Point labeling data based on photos
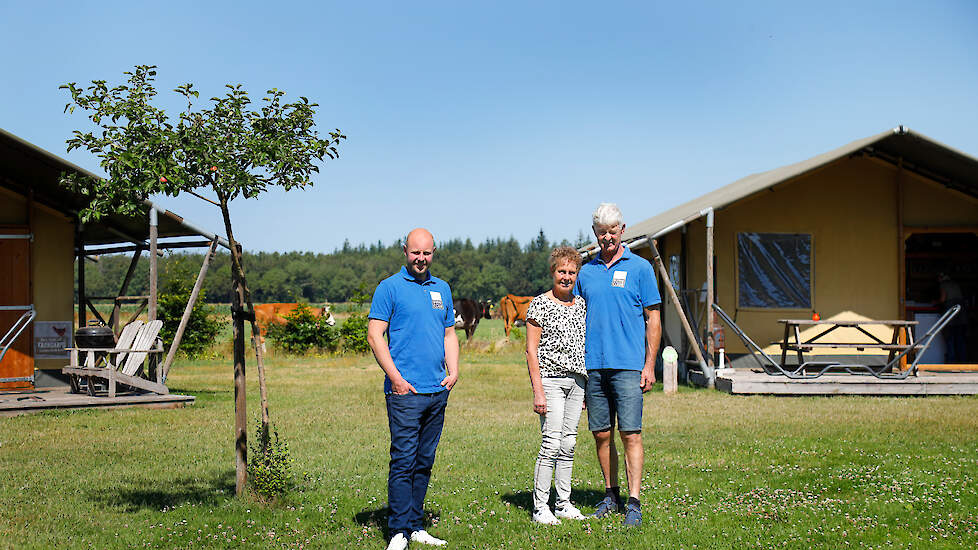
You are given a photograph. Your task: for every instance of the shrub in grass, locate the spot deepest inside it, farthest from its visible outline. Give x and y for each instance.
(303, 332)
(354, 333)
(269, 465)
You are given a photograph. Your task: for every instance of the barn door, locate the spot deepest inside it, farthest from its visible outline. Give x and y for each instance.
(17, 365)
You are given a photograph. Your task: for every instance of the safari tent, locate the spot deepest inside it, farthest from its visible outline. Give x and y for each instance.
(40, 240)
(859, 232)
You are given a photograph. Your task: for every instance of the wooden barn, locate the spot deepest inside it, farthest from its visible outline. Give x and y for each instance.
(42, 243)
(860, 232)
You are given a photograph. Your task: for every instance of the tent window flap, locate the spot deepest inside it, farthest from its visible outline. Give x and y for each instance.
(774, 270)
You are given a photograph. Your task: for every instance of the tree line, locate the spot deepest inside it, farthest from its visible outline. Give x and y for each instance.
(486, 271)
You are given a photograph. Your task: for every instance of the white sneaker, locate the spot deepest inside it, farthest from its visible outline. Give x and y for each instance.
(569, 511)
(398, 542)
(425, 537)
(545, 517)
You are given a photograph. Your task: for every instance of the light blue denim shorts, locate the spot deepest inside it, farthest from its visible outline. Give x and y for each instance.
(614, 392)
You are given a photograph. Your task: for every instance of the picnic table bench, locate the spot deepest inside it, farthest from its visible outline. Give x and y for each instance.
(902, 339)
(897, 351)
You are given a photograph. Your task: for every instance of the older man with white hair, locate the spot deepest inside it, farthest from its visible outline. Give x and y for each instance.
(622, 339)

--

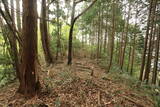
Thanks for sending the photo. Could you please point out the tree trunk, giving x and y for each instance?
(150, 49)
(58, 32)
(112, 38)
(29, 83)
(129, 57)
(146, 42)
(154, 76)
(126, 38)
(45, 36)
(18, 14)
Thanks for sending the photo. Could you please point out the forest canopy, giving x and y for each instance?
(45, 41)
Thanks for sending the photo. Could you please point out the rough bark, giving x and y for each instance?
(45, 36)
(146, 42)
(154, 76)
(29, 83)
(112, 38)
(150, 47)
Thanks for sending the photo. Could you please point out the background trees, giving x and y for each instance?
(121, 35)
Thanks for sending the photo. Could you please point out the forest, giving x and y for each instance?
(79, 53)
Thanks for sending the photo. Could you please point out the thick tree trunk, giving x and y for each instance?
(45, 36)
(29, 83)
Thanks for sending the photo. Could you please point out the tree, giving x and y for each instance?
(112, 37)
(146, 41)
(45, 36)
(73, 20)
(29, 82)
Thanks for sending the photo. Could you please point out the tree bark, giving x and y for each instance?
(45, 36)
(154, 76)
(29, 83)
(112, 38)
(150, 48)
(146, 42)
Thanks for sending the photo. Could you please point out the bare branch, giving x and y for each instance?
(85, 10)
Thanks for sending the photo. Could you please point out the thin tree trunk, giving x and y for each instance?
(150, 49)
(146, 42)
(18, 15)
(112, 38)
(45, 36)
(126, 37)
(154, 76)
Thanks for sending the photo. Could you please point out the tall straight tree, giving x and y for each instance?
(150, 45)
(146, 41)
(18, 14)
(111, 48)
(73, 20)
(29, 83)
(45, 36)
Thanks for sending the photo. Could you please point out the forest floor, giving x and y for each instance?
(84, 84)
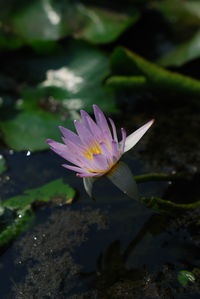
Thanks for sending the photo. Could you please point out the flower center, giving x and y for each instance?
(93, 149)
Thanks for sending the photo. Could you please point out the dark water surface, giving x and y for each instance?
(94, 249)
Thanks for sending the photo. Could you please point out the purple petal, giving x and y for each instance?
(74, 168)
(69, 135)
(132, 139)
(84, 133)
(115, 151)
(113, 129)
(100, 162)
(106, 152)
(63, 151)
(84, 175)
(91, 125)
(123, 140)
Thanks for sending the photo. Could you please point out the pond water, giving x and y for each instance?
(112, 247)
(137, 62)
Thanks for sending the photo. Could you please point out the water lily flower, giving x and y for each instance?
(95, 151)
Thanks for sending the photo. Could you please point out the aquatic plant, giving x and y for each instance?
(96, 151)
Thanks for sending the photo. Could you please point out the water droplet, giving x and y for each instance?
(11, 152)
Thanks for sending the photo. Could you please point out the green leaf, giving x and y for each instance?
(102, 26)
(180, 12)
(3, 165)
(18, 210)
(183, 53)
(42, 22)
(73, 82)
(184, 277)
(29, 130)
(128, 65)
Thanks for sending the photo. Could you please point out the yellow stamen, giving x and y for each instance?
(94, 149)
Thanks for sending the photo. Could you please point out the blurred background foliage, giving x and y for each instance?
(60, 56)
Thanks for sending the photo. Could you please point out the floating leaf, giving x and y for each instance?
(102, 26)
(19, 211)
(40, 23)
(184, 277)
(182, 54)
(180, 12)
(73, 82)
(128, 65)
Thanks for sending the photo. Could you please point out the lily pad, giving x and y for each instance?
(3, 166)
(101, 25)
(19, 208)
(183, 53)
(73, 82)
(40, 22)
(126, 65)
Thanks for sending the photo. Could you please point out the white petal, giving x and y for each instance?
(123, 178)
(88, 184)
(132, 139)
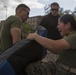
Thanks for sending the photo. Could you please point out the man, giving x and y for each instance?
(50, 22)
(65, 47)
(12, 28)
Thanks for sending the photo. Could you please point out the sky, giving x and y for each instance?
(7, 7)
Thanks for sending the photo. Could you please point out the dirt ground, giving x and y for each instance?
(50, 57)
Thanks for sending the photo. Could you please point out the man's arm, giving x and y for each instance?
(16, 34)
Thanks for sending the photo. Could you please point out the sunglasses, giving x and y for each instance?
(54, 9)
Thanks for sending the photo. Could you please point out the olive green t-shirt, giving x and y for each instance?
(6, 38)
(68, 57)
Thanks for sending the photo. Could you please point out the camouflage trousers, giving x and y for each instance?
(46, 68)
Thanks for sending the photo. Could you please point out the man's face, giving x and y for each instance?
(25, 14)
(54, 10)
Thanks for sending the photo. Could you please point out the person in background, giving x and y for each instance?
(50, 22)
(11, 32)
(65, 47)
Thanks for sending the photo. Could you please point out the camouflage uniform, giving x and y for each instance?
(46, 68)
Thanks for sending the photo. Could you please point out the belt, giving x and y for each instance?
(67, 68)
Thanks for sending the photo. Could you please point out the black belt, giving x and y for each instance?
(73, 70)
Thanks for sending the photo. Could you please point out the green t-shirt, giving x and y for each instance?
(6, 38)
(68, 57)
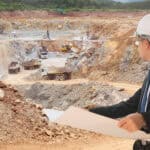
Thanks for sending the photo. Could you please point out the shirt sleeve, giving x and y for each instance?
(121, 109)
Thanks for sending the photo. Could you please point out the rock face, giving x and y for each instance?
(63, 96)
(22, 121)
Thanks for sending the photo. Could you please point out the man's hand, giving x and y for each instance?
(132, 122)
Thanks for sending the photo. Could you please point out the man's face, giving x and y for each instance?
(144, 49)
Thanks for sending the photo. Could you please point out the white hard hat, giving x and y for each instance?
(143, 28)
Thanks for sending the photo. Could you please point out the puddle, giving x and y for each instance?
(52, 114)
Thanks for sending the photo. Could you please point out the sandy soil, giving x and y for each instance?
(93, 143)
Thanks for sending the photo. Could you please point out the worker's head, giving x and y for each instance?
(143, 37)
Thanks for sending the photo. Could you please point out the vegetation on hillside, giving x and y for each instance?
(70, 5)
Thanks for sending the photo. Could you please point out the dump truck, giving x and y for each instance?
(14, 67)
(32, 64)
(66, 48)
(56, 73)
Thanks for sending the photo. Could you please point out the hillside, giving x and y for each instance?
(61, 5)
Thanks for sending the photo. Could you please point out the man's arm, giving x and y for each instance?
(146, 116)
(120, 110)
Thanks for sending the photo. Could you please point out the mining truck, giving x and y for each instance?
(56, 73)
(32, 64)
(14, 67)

**JOB**
How many lines of the data above contain the string "flower"? Matching is case-sensitive; reply with the number only.

**OUTPUT OF THE EXERCISE**
2